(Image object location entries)
________
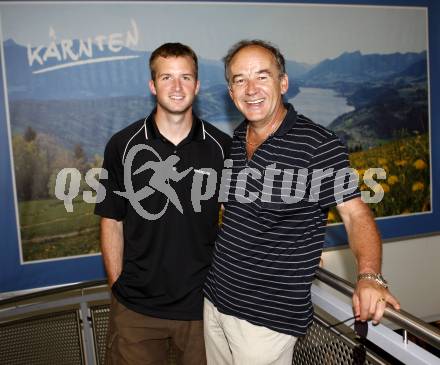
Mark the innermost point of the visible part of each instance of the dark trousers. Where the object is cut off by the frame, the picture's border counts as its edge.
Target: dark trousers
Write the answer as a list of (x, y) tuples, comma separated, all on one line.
[(135, 338)]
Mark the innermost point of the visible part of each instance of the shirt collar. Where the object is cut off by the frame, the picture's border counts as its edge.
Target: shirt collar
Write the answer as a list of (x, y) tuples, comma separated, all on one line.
[(197, 132)]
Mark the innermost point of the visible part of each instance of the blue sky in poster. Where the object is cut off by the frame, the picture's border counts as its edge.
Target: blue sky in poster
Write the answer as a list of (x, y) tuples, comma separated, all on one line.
[(380, 29)]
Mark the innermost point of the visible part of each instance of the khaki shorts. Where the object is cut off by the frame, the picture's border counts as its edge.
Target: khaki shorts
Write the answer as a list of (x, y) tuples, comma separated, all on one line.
[(135, 338)]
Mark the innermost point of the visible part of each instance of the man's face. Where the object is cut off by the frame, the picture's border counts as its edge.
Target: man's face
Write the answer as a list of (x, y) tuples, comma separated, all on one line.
[(255, 84), (175, 84)]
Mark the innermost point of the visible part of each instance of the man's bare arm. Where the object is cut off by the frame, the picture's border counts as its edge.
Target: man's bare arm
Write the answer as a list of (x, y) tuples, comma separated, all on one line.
[(112, 248), (366, 245)]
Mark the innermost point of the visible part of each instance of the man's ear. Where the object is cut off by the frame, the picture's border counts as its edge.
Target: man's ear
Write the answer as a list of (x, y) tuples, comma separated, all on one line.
[(230, 92), (284, 83), (152, 87)]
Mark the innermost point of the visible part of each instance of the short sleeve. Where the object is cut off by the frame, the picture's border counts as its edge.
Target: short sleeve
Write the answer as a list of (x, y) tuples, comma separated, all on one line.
[(113, 205), (332, 180)]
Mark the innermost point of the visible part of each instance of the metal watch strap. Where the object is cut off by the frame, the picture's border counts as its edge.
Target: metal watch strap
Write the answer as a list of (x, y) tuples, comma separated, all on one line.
[(377, 277)]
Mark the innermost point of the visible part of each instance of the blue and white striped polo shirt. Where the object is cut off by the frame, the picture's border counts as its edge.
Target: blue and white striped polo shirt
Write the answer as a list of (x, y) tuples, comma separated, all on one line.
[(270, 243)]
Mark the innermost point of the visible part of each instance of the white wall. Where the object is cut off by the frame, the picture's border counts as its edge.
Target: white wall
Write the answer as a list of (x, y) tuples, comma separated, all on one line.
[(412, 268)]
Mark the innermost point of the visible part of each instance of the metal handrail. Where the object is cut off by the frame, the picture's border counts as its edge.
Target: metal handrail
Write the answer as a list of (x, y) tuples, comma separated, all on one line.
[(52, 291), (401, 318)]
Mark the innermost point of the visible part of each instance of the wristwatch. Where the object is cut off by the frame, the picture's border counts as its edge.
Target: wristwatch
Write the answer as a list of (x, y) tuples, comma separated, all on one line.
[(377, 277)]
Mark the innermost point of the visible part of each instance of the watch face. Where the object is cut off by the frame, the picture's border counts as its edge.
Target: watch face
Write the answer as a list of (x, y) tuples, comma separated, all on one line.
[(381, 278)]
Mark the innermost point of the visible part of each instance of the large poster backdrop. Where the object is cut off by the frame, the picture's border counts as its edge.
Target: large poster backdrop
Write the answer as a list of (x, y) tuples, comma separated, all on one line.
[(75, 73)]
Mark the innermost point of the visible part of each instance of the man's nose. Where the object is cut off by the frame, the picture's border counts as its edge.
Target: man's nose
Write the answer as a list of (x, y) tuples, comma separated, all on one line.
[(251, 87), (177, 84)]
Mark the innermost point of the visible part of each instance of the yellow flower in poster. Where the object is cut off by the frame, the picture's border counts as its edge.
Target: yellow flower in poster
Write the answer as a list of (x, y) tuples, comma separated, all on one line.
[(420, 164), (392, 179), (418, 186)]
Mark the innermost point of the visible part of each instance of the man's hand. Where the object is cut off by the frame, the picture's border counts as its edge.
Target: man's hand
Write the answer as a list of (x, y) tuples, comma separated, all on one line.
[(370, 300)]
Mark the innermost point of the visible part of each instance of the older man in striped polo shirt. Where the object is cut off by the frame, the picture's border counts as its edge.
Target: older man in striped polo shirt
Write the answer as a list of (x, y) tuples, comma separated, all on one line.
[(287, 172)]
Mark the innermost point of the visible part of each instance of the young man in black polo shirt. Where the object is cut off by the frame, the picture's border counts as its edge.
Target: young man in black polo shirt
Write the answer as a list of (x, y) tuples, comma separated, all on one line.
[(156, 245)]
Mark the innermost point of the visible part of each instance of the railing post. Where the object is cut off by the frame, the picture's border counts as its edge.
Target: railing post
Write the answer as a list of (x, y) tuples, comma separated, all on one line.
[(88, 337)]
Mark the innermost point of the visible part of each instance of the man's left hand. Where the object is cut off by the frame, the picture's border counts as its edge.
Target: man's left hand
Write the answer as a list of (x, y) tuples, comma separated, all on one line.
[(370, 300)]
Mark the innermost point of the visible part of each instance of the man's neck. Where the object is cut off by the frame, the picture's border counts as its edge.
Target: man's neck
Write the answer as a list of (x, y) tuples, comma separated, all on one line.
[(174, 127)]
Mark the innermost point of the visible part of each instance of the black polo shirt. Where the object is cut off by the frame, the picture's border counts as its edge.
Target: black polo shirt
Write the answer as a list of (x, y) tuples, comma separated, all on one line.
[(165, 260)]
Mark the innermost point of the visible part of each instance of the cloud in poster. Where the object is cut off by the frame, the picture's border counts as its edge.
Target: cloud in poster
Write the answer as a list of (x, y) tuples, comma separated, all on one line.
[(305, 32)]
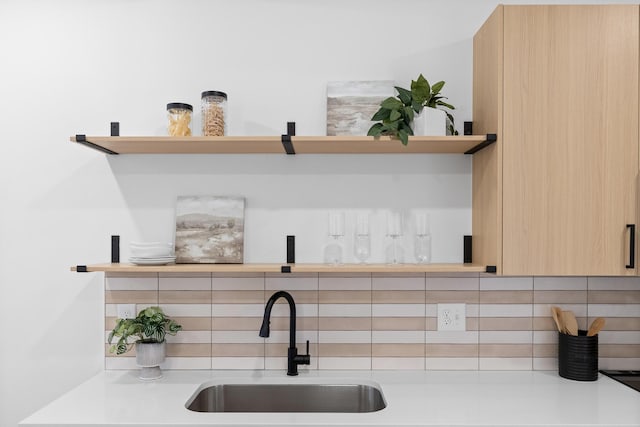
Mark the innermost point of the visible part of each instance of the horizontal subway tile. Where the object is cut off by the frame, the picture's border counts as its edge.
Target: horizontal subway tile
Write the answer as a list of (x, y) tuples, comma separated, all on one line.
[(184, 297), (505, 310), (435, 297), (397, 363), (452, 363), (614, 310), (398, 337), (398, 310), (397, 323), (560, 284), (506, 364), (237, 363), (344, 363), (190, 337), (186, 363), (451, 337), (236, 323), (614, 297), (344, 350), (238, 284), (451, 350), (236, 337), (344, 297), (560, 297), (185, 284), (237, 350), (188, 350), (613, 283), (344, 337), (344, 323), (506, 337), (187, 310), (506, 284), (344, 310), (397, 297), (398, 284), (505, 350), (505, 324), (238, 297), (452, 284), (397, 350), (344, 284)]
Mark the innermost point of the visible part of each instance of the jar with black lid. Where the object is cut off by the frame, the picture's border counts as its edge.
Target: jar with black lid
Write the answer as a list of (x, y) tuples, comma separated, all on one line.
[(179, 115), (214, 112)]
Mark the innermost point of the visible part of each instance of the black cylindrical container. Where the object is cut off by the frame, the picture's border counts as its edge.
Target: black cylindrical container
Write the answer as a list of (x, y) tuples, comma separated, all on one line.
[(578, 356)]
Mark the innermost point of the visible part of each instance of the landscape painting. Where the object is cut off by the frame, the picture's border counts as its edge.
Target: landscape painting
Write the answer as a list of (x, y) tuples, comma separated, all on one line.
[(209, 230), (351, 104)]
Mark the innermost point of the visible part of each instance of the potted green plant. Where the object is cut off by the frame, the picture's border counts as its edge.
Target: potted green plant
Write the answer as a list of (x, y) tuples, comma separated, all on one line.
[(397, 114), (150, 327)]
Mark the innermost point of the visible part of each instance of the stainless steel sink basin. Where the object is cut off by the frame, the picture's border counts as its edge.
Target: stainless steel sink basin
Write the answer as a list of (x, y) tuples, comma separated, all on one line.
[(287, 398)]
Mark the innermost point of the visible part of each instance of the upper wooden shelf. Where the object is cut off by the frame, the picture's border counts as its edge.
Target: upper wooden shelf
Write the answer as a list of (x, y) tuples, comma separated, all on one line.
[(278, 268), (274, 144)]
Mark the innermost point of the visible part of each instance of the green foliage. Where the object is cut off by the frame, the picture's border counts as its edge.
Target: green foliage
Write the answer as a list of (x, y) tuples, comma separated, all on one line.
[(396, 114), (150, 325)]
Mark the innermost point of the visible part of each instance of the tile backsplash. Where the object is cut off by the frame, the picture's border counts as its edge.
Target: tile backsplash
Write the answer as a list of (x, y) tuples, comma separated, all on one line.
[(379, 321)]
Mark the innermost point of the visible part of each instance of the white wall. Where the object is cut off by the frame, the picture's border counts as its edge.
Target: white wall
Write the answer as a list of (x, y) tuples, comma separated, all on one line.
________
> _WHAT THE TASK ASKS_
Print again the material above, limited to the lines from the one holding "of the upper" through the last, inclusive.

> _WRITTEN REPLY_
Mark the innermost point of the visible part of each instance of the upper wooden shelf. Where the object is cut off by the frame, the picture's border counts as its edge.
Target: upper wooden shelf
Write the answer as a list of (x, y) tuples, comma separated, all on one line.
[(278, 268), (274, 144)]
Mark the innermost point of the visible part of each instance of the green foliage. Where the object is cut off by the frame, the picture's border counts as its edge.
Target: green foliage
Write the answer as a list of (x, y) tuples, comma separated, all on one line.
[(396, 114), (150, 325)]
Mark the innermost point of the visible part of each instance of the tile backsplash. Where the object is cut off by the frame, the picture's border counts as its edge.
Target: tile backsplash
Write the answer as a list of (x, y) tuples, comma separated, all on one line.
[(379, 321)]
Mark the innermost point of the visible part of each instance of the white wall. Where the object is cut off by the frame, the picture's border counts as its edge.
Target: white wall
Write the answer as a list of (x, y) tuples, comma separated, all on one line.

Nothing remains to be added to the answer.